Aufgabenstellung ▸
Gib aus dem folgenden Dokumentabschnitt über die Kündigung einer Direktversicherung einen Teil wortgetreu zurück. Beginne bei den Worten „Folgerungen aus der“ und höre nach den Worten „Anspruch hingegen bejaht.“ auf.

Dokumentabschnitt ▸
:::

Das ArbG Siegburg hat die Klage mit Urteil vom 19.11.2014 (4 Ca 981/14) als unbegründet abgewiesen. Das LAG Köln hat dagegen gerichtete Berufung mit Urteil vom 08.07.2016 (9 Sa 14/16) zurückgewiesen und die Revision zugelassen. Das BAG hat die Revision zurückgewiesen.

Wesentliche Aussagen der Entscheidung

Die im Betriebsrentengesetz geregelte Entgeltumwandlung dient dazu, den Lebensstandard des Arbeitnehmers im Alter zumindest teilweise abzusichern. Mit dieser Zwecksetzung wäre es nicht vereinbar, wenn der Arbeitnehmer vom Arbeitgeber verlangen könnte, die Direktversicherung lediglich deshalb zu kündigen, um dem versicherten Arbeitnehmer die Möglichkeit zu verschaffen, das für den Versorgungsfall bereits angesparte Kapital für den Ausgleich von Schulden zu verwenden. Deshalb hat der Kläger hat kein schutzwürdiges Interesse an der begehrten Kündigung.

Folgerungen aus der Entscheidung

Im Fall einer Versorgungszusage im Durchführungsweg der Direktversicherung ist Versicherungsnehmerin die Arbeitgeberin. Der Arbeitnehmer ist nur insoweit beteiligt, als sein Leben das versicherte Risiko und er (un)widerruflich bezugsberechtigt ist. Ein Anspruch auf Kündigung des Direktversicherungsvertrags kann sich damit nur als vertragliche Nebenpflicht des Arbeitsverhältnisses ergeben. Hierzu bedarf es einer umfassenden Interessenabwägung.

Bisher lagen divergierende Entscheidungen vor. Vor dem LAG Köln hatte das LAG Düsseldorf im Urteil vom 13.06.1989 (3 Sa 449/89) einen solchen Anspruch verneint, das LAG Bremen hatte in einem jüngeren Urteil vom 22.06.2011 (2 Sa 76/10) einen solchen Anspruch hingegen bejaht.

Die Entscheidung des BAG schafft Rechtsklarheit. Trotz der notwendigen Interessenabwägung sind praktisch keine Fälle denkbar, in denen die privaten Vermögensverhältnisse des Arbeitnehmers eine Verpflichtung des Arbeitgebers zur Kündigung von Direktversicherungsverträgen auslöst. Dabei sprechen nach der Argumentation des BAG insbesondere sozialpolitische Erwägungen gegen einen solchen Anspruch.

:::

Gespeicherte Datensätze ▸
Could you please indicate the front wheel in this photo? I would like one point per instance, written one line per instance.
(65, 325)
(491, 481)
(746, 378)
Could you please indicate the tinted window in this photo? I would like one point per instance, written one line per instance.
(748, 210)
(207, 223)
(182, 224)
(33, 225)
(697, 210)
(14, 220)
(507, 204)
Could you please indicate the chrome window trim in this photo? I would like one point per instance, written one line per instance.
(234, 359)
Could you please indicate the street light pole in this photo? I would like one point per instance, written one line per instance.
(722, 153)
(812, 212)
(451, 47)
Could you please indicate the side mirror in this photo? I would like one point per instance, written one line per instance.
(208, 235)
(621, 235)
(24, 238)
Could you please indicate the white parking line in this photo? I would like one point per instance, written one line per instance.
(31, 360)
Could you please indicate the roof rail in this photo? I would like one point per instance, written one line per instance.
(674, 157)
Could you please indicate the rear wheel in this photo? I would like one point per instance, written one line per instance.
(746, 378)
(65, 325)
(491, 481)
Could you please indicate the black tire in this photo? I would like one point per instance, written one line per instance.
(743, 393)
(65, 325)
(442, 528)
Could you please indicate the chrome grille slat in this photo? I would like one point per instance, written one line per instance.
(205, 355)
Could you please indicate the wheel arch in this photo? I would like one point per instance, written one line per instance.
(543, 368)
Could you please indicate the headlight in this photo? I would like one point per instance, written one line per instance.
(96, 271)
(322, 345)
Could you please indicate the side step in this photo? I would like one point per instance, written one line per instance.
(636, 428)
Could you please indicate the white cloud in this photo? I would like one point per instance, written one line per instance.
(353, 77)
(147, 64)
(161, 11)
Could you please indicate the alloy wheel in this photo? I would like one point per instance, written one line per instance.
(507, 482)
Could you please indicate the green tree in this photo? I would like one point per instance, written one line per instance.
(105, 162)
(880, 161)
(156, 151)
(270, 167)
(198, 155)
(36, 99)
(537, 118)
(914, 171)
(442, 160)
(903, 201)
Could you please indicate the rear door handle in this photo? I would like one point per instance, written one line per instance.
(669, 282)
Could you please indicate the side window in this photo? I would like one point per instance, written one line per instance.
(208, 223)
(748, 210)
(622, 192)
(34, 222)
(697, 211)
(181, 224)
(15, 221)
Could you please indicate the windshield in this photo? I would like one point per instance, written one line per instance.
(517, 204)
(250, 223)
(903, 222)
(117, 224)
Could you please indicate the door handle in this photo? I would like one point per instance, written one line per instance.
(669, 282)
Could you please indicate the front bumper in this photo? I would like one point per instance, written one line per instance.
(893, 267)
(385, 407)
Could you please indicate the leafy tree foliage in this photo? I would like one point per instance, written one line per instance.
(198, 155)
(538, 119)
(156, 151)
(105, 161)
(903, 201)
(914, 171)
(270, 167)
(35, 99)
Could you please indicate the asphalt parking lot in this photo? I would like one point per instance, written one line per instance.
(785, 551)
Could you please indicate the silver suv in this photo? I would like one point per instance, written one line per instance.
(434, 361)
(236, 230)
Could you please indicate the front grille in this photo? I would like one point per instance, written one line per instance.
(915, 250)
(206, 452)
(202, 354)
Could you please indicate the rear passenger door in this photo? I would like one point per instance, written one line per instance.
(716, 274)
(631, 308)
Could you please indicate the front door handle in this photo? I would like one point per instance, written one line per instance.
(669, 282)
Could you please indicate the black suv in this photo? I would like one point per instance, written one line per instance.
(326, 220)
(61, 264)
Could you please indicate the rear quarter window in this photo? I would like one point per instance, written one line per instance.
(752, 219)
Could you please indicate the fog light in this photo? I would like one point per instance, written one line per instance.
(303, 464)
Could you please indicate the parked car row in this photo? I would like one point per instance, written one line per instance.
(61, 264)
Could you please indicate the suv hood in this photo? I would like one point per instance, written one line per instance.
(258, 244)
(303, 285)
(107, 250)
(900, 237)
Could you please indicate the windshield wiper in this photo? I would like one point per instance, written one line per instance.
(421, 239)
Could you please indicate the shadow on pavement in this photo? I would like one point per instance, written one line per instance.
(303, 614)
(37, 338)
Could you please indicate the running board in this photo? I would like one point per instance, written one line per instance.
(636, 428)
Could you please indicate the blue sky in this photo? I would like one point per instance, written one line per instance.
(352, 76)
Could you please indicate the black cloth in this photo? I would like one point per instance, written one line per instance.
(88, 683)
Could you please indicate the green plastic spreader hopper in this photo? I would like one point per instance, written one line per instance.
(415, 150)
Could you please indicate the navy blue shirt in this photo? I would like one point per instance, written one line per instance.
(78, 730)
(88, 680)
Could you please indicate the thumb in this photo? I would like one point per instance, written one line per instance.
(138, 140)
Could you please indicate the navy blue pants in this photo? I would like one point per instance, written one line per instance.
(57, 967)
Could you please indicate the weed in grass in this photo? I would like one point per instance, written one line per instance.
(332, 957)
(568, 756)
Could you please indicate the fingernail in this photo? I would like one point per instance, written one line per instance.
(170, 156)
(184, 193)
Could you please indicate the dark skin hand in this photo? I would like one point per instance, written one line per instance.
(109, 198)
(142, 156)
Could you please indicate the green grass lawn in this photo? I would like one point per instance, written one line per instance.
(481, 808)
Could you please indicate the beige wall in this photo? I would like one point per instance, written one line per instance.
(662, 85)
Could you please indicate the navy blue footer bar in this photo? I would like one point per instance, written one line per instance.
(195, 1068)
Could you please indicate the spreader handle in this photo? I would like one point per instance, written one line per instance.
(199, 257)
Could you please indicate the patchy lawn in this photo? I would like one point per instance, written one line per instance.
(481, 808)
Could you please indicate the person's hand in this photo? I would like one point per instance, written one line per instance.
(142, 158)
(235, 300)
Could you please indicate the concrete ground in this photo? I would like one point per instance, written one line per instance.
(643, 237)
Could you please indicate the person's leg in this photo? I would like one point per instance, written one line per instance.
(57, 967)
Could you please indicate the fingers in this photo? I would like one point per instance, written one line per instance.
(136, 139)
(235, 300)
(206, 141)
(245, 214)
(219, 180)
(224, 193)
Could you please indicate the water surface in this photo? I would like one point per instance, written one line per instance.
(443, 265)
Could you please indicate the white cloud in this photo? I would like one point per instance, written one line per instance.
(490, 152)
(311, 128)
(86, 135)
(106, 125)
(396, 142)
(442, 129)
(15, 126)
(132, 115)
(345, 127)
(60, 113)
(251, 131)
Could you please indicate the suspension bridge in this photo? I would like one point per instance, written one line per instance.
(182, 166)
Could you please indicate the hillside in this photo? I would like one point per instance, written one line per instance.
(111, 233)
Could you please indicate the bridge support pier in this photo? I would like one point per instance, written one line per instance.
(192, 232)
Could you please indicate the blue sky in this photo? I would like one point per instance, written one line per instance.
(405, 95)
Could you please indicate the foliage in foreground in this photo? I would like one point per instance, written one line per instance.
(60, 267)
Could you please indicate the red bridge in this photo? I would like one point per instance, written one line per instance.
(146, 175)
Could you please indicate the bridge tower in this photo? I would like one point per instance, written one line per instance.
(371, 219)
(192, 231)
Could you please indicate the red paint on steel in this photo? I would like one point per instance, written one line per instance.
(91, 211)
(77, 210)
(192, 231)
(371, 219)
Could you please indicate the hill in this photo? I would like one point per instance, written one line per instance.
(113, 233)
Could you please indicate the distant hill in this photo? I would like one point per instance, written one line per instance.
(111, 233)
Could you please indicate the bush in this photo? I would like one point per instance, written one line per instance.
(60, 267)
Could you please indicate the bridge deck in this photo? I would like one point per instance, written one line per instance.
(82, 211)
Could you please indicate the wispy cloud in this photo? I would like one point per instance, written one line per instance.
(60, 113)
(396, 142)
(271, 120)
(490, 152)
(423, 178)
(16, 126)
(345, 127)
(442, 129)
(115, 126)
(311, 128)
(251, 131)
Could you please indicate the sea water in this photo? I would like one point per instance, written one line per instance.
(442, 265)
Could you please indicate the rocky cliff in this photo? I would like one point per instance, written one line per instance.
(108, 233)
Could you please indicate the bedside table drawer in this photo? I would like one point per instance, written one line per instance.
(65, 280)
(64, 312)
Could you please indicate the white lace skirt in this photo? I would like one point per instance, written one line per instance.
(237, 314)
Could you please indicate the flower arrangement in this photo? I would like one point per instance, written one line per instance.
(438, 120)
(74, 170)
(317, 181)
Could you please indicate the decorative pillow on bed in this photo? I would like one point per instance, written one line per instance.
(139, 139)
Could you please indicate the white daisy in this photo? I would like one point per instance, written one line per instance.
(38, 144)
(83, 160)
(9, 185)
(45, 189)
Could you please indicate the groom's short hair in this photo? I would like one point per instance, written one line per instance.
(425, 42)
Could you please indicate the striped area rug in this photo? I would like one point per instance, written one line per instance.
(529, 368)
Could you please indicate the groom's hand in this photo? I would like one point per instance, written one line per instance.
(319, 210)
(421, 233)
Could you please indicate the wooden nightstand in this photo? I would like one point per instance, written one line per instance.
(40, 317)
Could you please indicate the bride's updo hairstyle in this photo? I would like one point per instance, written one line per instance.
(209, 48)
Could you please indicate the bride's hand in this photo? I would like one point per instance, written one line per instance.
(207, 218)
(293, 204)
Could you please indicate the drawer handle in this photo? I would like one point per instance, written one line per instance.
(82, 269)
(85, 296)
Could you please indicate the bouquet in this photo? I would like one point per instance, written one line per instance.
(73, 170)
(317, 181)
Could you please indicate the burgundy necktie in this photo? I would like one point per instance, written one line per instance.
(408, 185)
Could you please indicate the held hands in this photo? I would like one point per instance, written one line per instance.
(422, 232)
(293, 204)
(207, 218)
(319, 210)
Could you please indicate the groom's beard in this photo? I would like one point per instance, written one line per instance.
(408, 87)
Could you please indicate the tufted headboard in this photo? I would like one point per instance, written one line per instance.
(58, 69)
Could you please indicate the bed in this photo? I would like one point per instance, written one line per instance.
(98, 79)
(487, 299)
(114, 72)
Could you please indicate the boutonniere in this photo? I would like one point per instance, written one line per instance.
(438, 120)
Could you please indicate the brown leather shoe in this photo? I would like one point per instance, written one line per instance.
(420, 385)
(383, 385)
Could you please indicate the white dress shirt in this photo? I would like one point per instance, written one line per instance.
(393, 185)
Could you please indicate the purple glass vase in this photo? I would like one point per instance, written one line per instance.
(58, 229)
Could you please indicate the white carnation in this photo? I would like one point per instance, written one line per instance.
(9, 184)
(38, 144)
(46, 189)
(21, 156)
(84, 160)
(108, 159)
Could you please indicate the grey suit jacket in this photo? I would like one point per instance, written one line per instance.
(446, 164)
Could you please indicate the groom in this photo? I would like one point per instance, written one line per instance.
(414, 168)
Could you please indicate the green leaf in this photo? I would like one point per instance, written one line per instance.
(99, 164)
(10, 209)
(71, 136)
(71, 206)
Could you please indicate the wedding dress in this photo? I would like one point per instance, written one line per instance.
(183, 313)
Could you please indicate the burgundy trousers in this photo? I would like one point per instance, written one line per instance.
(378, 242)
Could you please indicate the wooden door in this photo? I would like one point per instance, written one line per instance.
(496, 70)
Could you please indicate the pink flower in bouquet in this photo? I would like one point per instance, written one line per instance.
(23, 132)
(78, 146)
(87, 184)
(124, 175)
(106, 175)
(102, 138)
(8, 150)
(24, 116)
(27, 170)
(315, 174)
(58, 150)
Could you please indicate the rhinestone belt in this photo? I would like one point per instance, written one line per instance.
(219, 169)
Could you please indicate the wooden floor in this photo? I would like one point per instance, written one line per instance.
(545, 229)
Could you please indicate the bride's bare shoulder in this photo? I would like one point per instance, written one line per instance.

:::

Gelöste Aufgabe ▸
Folgerungen aus der Entscheidung

Im Fall einer Versorgungszusage im Durchführungsweg der Direktversicherung ist Versicherungsnehmerin die Arbeitgeberin. Der Arbeitnehmer ist nur insoweit beteiligt, als sein Leben das versicherte Risiko und er (un)widerruflich bezugsberechtigt ist. Ein Anspruch auf Kündigung des Direktversicherungsvertrags kann sich damit nur als vertragliche Nebenpflicht des Arbeitsverhältnisses ergeben. Hierzu bedarf es einer umfassenden Interessenabwägung.

Bisher lagen divergierende Entscheidungen vor. Vor dem LAG Köln hatte das LAG Düsseldorf im Urteil vom 13.06.1989 (3 Sa 449/89) einen solchen Anspruch verneint, das LAG Bremen hatte in einem jüngeren Urteil vom 22.06.2011 (2 Sa 76/10) einen solchen Anspruch hingegen bejaht.